### Written task
Reproduce the records from the line containing "of the fingers" through the end of the records, changing "kettle" to "teakettle" throughout that span and leaving everything else unaltered.

+++

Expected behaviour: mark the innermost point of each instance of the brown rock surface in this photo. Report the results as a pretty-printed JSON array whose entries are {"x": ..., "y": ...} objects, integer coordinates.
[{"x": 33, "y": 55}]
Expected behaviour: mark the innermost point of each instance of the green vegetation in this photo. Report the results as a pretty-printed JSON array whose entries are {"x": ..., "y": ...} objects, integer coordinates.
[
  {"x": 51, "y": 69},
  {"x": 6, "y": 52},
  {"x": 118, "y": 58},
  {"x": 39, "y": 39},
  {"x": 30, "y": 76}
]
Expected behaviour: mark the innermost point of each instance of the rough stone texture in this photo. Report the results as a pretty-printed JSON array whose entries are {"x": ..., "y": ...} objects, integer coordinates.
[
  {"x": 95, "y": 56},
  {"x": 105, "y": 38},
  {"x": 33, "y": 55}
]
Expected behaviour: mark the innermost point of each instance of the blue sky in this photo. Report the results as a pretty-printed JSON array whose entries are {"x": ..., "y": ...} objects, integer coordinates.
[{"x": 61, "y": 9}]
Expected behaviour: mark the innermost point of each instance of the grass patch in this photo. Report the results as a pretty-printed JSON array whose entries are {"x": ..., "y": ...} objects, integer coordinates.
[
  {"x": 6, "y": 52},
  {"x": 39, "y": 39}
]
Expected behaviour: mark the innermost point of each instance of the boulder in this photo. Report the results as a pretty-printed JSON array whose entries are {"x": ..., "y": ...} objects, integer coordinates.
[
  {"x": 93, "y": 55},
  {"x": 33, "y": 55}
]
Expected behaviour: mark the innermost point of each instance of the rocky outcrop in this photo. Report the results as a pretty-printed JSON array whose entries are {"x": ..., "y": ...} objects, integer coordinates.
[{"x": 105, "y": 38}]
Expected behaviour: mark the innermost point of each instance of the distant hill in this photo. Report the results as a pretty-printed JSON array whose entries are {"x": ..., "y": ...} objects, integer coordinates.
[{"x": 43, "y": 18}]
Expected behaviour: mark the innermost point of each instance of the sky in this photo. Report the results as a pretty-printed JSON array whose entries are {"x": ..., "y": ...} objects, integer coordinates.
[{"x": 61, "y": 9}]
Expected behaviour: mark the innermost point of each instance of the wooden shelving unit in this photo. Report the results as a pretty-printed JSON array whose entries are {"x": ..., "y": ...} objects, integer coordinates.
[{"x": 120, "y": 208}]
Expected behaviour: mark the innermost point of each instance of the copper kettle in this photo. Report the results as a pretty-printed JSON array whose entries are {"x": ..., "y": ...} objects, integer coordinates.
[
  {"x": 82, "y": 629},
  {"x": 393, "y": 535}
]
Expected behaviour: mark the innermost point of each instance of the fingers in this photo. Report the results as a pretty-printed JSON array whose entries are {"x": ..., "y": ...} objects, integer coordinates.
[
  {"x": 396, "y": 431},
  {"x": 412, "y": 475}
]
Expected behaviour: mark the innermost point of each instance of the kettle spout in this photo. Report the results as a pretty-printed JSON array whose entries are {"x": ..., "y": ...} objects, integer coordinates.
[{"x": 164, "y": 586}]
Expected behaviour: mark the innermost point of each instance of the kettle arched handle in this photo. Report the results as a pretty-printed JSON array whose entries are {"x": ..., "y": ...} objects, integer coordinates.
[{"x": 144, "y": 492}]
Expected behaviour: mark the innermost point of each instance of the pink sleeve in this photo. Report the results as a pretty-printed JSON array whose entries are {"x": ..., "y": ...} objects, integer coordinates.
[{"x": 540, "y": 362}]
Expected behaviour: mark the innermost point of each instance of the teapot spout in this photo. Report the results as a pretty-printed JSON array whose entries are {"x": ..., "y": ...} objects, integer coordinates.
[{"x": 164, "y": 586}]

+++

### Response to this exercise
Expected behaviour: mark the innermost point of each instance of the fingers in this photo. Report the results as a pretty-printed JSON array whose entries are {"x": ..., "y": ...} objects, integer coordinates.
[
  {"x": 396, "y": 431},
  {"x": 412, "y": 475}
]
Expected behaviour: mark the innermost point of each instance of the teakettle spout in this photo. Report the results as a pretty-printed JSON array whose entries are {"x": ..., "y": ...} objects, integer coordinates.
[{"x": 164, "y": 586}]
Expected behaviour: mark the innermost point of each instance of the teakettle arched handle in this photo. Report the results as a pretty-printed JSON array whose entries are {"x": ..., "y": ...} objects, integer coordinates.
[{"x": 144, "y": 492}]
Expected behaviour: mark the innermost point of each instance of the pink sleeve in this photo. Report the results as a pretty-printed JSON array whose entries are {"x": ..., "y": ...} objects, integer coordinates.
[{"x": 540, "y": 362}]
Expected behaviour: mark the innermost point of each instance of the teapot spout in this photo. Report the results as a pretty-printed JSON array whose entries are {"x": ..., "y": ...} objects, integer coordinates.
[{"x": 164, "y": 586}]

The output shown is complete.